▸ Kaynak alıntısı:
------------------------------------------------------------
Emsal Mahkeme Kararı Ankara 3. Asliye Ticaret Mahkemesi 2019/637 E. 2021/760 K. 02.11.2021 T.

Görüntülediğiniz mahkeme kararı henüz kesinleşmemiştir. Yararlı olması amacıyla eklenmiştir.

T.C. ANKARA 3. ASLİYE TİCARET MAHKEMESİ Esas-Karar No: 2019/637 Esas – 2021/760
TÜRK MİLLETİ ADINA
T.C.
ANKARA
3. ASLİYE TİCARET MAHKEMESİ
GEREKÇELİ KARAR

ESAS NO : 2019/637 Esas
KARAR NO : 2021/760

DAVA : İstirdat (Ticari Satımdan Kaynaklanan)
DAVA TARİHİ : 07/11/2019
KARAR TARİHİ : 02/11/2021
GEREKÇELİ KARAR TARİHİ : 26/11/2021

Mahkememizde görülmekte olan davanın yapılan açık yargılaması sonunda,
GEREĞİ DÜŞÜNÜLDÜ:
Davacı vekili dava dilekçesinde özetle; dava dışı … Hayvancılık ve Et Sanayi Tic. Ltd. Şti.’nin kredi borcuna karşılık müvekkilinin kefil olduğunu, kredi borcunun tahsili amacıyla … Dairesi’nin … esas sayılı dosyasında takibe başlandığını, müvekkilinin icra tehdidi altında 24/11/2017 tarihli ödeme taahhüdünde bulunduğunu, taahhüt süresince işleyecek faizin de gösterildiğini, müvekkilinin 10 taksidi 107.097,00 TL olarak ödediğini, daha fazla faiz ödememek için banka ile irtibata geçtiğini, ödeme tablosuna göre 175.527,03 TL kaldığını, ancak müvekkilinin sorumluluğu 250.000,00 TL ile sınırlı olduğundan ödediği bedel düşüldüğünde 142.903,00 TL kaldığını, ancak davalı bankanın yazılı onayı alınmaksızın hesabından 226.000,00 TL çektiğini, fazla çekilen paranın iadesini talep ettiğini, boş dekontlar imzalatıldığını, işlemin iptal edilmediğini, yalnız 10.300,00 TL’nin iade edildiğini, müvekkilinin ödenmeyen çek yaprağından sorumlu olmadığını, faizin fahiş hesaplandığını, fazladan yapılan kesintilerin iadesi talebinin de haksız olarak kabul edilmediğini iddia ederek şimdilik 34.773,00 TL’nin 23/10/2018 tarihinden itibaren işleyecek avans faizi ile birlikte davalıdan tahsiline karar verilmesini talep ve dava etmiştir.
------------------------------------------------------------
▸ Nesne işaret etmeye ilişkin veri kümesi alıntıları:
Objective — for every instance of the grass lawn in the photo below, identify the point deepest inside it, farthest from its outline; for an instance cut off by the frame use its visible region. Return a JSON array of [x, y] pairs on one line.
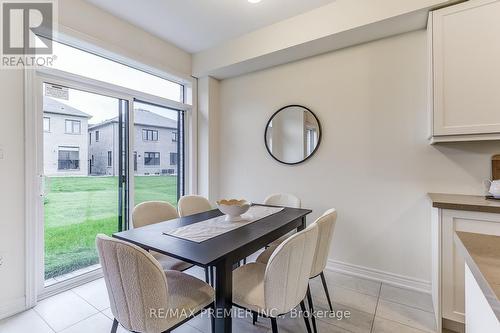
[[78, 208]]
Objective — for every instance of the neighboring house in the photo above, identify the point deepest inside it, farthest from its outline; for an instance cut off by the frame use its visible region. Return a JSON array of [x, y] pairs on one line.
[[155, 143], [65, 139]]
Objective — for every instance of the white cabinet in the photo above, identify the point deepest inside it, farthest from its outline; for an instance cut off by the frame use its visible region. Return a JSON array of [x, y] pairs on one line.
[[480, 317], [465, 71], [448, 265]]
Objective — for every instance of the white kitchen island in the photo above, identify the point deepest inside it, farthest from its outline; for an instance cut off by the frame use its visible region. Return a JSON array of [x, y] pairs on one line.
[[482, 281]]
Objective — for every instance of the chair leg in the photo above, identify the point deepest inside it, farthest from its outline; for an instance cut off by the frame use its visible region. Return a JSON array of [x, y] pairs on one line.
[[326, 290], [212, 322], [212, 268], [311, 307], [207, 278], [306, 321], [274, 325], [115, 326]]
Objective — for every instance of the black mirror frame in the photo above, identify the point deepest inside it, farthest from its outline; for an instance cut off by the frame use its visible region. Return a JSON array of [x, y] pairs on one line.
[[319, 136]]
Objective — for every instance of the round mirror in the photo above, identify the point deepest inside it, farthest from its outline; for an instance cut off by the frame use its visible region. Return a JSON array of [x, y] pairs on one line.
[[293, 134]]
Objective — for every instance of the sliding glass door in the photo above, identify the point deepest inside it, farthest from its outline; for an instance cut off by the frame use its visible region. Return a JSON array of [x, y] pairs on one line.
[[158, 153], [85, 183]]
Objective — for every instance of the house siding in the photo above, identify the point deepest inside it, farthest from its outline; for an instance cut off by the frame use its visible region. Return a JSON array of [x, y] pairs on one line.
[[57, 137], [108, 141]]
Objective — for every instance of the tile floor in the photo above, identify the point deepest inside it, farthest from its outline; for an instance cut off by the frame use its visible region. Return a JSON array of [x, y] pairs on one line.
[[374, 307]]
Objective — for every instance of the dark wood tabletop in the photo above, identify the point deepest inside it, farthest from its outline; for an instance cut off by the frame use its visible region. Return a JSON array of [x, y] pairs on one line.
[[221, 252], [259, 233]]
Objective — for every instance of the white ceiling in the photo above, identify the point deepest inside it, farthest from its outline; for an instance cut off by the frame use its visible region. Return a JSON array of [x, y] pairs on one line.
[[195, 25]]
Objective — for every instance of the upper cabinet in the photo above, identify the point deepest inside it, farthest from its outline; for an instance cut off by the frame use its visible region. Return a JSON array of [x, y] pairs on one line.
[[465, 71]]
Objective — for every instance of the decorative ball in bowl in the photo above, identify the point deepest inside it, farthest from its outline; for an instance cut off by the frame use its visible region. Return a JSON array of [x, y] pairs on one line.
[[233, 209]]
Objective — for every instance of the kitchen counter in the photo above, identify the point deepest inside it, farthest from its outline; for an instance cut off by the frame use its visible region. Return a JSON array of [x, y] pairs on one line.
[[475, 203], [482, 255]]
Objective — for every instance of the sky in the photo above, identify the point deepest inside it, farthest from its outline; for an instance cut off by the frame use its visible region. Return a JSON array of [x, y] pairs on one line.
[[102, 107]]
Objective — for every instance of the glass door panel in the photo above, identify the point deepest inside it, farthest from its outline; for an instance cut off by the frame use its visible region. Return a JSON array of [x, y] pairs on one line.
[[83, 148], [158, 153]]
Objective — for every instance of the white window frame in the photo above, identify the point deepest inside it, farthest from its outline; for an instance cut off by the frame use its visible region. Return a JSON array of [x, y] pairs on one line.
[[34, 79]]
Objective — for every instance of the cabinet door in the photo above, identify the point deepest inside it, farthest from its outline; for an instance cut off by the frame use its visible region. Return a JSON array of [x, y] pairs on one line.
[[453, 274], [466, 68]]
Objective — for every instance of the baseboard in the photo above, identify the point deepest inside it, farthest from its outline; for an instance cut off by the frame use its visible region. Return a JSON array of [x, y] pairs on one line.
[[11, 308], [380, 276]]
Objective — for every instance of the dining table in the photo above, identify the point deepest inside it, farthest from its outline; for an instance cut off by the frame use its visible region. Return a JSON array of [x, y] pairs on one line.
[[223, 251]]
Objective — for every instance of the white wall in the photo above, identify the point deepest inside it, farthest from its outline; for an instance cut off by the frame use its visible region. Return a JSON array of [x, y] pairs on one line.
[[374, 165], [105, 30]]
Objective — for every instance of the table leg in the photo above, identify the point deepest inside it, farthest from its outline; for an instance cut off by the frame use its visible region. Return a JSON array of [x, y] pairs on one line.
[[223, 296], [303, 225]]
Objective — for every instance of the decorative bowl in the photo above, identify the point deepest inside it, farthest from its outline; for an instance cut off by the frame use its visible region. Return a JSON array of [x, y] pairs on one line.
[[233, 209]]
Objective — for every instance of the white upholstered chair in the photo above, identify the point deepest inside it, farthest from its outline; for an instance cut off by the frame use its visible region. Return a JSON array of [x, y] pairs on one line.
[[277, 287], [151, 212], [143, 297], [283, 200], [326, 226], [193, 204]]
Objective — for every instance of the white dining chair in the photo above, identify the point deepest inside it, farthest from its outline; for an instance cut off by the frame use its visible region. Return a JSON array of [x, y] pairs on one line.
[[143, 297], [326, 225], [193, 204], [276, 288], [151, 212], [282, 200]]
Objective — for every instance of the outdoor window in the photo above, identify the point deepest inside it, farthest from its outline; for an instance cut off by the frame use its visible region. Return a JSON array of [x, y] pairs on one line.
[[149, 135], [69, 158], [76, 61], [73, 126], [46, 124], [151, 158], [173, 158]]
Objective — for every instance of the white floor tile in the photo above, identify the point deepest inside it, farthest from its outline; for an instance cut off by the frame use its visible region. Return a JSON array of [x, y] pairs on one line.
[[28, 321], [94, 293], [64, 310], [107, 312], [387, 326], [408, 297], [406, 315], [343, 296], [360, 285], [358, 321], [297, 325], [97, 323]]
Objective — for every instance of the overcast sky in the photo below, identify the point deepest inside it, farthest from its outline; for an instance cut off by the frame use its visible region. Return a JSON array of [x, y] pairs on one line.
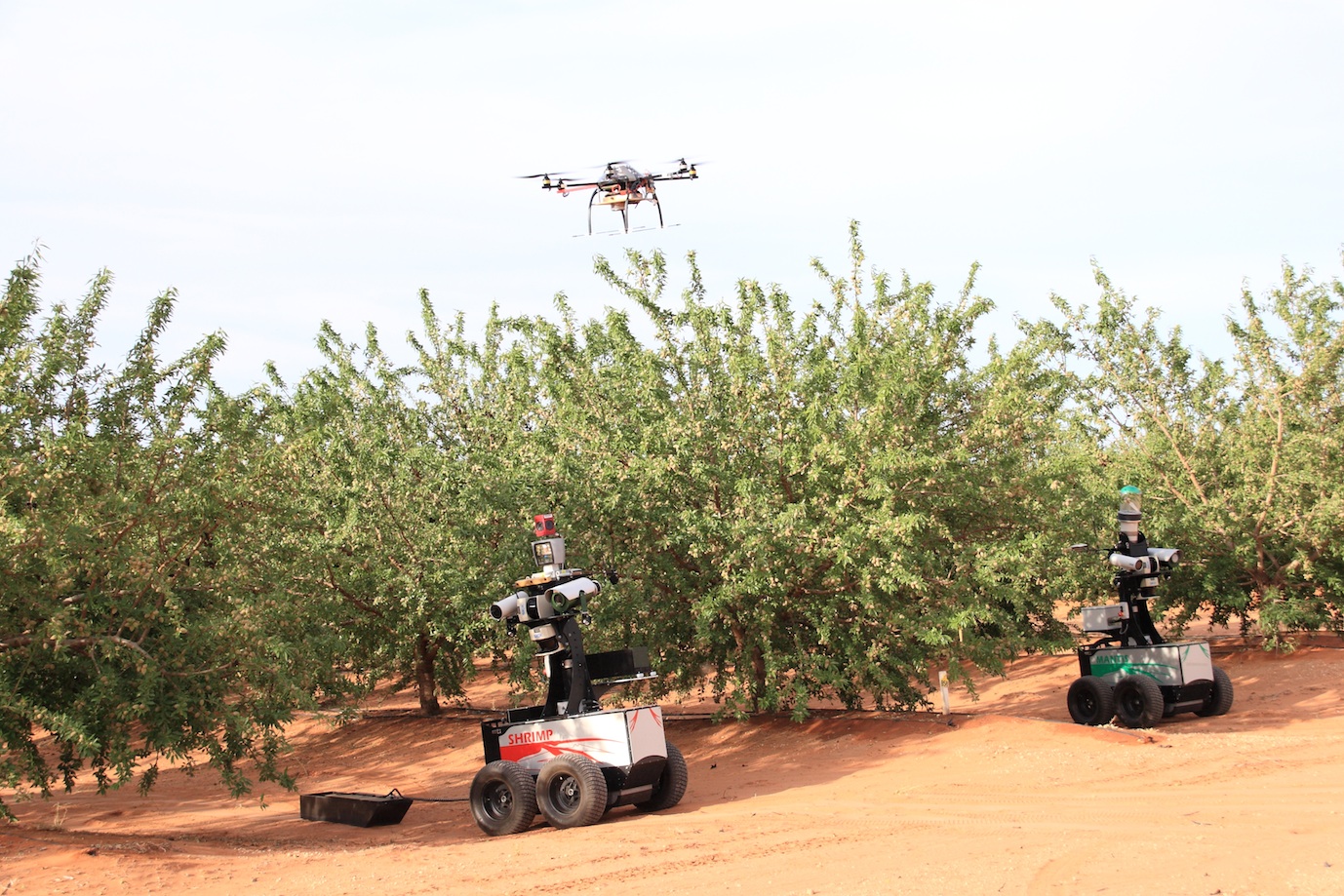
------------------------------------------------------------
▸ Görevin:
Mahkeme kararından "T.C. ANKARA 3." ile "(Ticari Satımdan Kaynaklanan)" arasındaki bölümü, her iki ifade de dahil olmak üzere, hiç değiştirmeden geri ver.

▸ Görevin yanıtı:
T.C. ANKARA 3. ASLİYE TİCARET MAHKEMESİ Esas-Karar No: 2019/637 Esas – 2021/760
TÜRK MİLLETİ ADINA
T.C.
ANKARA
3. ASLİYE TİCARET MAHKEMESİ
GEREKÇELİ KARAR

ESAS NO : 2019/637 Esas
KARAR NO : 2021/760

DAVA : İstirdat (Ticari Satımdan Kaynaklanan)